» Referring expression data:

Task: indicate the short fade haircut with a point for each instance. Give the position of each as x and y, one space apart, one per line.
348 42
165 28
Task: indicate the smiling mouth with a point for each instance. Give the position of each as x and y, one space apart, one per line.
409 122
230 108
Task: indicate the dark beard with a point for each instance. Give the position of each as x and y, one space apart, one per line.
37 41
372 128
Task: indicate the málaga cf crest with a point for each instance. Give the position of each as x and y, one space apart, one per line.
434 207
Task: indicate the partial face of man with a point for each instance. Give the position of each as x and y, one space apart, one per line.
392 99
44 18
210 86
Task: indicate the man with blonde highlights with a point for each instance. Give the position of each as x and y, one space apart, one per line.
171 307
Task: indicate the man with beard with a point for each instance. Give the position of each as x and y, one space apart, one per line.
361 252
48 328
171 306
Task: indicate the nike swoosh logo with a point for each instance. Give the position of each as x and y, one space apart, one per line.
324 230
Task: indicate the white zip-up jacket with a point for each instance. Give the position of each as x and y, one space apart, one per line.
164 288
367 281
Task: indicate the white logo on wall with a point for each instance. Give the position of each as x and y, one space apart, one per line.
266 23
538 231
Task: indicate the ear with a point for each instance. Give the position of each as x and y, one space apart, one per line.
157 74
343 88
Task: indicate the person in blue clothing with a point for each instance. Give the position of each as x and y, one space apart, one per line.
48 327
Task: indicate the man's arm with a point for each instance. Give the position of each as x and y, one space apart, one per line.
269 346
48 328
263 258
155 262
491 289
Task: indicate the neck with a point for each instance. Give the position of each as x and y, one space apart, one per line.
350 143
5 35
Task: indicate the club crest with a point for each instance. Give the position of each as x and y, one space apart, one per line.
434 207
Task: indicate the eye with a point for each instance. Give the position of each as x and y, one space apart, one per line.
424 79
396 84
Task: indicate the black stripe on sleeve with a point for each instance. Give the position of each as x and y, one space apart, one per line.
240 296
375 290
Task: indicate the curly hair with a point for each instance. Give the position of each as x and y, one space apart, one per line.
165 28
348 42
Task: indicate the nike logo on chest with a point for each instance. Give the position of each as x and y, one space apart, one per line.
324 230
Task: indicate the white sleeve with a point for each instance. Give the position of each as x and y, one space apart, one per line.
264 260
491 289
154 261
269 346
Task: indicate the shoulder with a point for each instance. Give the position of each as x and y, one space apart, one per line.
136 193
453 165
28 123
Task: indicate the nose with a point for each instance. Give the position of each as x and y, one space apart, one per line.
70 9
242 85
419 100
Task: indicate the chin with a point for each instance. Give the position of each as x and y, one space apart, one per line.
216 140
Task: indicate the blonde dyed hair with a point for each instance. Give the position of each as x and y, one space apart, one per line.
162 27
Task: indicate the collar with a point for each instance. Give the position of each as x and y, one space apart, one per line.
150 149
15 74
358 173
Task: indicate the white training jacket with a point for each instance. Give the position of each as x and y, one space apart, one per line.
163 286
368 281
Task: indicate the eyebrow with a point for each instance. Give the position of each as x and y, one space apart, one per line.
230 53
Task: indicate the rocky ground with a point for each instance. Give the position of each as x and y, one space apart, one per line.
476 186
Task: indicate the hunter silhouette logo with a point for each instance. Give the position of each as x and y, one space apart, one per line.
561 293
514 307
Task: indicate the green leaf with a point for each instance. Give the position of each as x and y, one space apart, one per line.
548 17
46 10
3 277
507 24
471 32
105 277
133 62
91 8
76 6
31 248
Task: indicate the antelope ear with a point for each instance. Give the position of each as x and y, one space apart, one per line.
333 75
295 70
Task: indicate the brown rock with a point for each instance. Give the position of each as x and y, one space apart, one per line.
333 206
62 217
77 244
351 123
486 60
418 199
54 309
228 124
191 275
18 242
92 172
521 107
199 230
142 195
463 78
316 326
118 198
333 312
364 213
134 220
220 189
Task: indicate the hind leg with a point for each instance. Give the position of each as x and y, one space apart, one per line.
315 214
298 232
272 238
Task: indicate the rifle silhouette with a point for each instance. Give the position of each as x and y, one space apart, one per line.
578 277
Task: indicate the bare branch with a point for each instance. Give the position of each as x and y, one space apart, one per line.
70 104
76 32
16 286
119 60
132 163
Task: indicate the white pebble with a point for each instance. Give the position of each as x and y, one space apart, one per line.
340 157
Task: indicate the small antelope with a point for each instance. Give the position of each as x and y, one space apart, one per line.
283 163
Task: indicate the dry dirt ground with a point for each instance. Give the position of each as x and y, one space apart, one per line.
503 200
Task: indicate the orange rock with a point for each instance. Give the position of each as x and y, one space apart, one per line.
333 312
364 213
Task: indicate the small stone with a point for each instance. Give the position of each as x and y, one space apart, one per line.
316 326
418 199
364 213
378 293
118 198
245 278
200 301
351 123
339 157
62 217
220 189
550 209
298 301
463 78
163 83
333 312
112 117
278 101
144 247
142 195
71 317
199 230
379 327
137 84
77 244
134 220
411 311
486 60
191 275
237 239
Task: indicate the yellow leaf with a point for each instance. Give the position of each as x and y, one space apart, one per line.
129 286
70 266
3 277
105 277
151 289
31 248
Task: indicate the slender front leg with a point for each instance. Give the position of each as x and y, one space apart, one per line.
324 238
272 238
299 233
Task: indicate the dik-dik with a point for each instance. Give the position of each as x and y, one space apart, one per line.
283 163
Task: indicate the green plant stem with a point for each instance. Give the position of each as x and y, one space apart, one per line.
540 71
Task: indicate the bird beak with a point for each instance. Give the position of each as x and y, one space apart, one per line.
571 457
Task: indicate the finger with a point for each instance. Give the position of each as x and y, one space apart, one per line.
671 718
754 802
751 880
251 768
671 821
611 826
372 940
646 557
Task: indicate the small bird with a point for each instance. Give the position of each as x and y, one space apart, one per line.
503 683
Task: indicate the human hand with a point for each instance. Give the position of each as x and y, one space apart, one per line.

» Exercise aim: Only the lines from the one with "Task: indicate the small antelope" through the final line above should be repeated, each exactly as written.

» Written solution:
Task: indicate the small antelope with a point for each instance. Give the position of each as x and y, one space apart, one per line.
283 163
Task: indicate the dry dirt ground with a point for each instance. Give the position of each as x and y, one space apart, one per line.
503 200
Task: indicate the orange rock with a point for each instance. Give the position of each as x and y, one space apart, one per line.
333 312
364 213
Task: indicate the small stone with a point for each instance. Give the position of each as x and y, one space apart, one per line.
316 326
418 199
364 213
378 293
118 198
245 278
200 301
351 123
339 157
62 217
220 189
550 209
298 301
463 78
163 83
333 312
112 117
278 101
144 247
142 195
71 317
199 230
379 327
137 84
77 244
134 220
411 311
486 60
191 275
237 239
Task: indicate the yellow leaf with a point for each instance. Give the position of each as x and y, one space apart, one per line.
129 286
70 266
3 277
105 277
151 289
31 248
Task: indicate the slender front leg with a point for each instance. Give the position of each as x and y, one space apart, one per line.
324 238
272 238
299 233
Task: indicate the dik-dik with a point for each instance. Give the position of each as x and y, one space apart, one per line.
283 163
Task: indicate the green plant stem with a point for each instance. Give the position of each as x and y, one space apart, one per line.
540 71
Task: indicate the bird beak with a point for each instance. Give the position of each as x and y, one space apart, one per line.
571 457
Task: indicate the finger with a point for each instance. Give the position of each as x and y, one space apart, one per line.
671 718
754 802
751 880
251 768
671 821
611 826
372 940
646 557
Task: indicate the small bird with a point for each instance. Give the position of each as x and y, one space apart, one per line.
503 683
Task: indicate the human hand with a point for each instance. Give the position of each as x and y, one space apart, one per line.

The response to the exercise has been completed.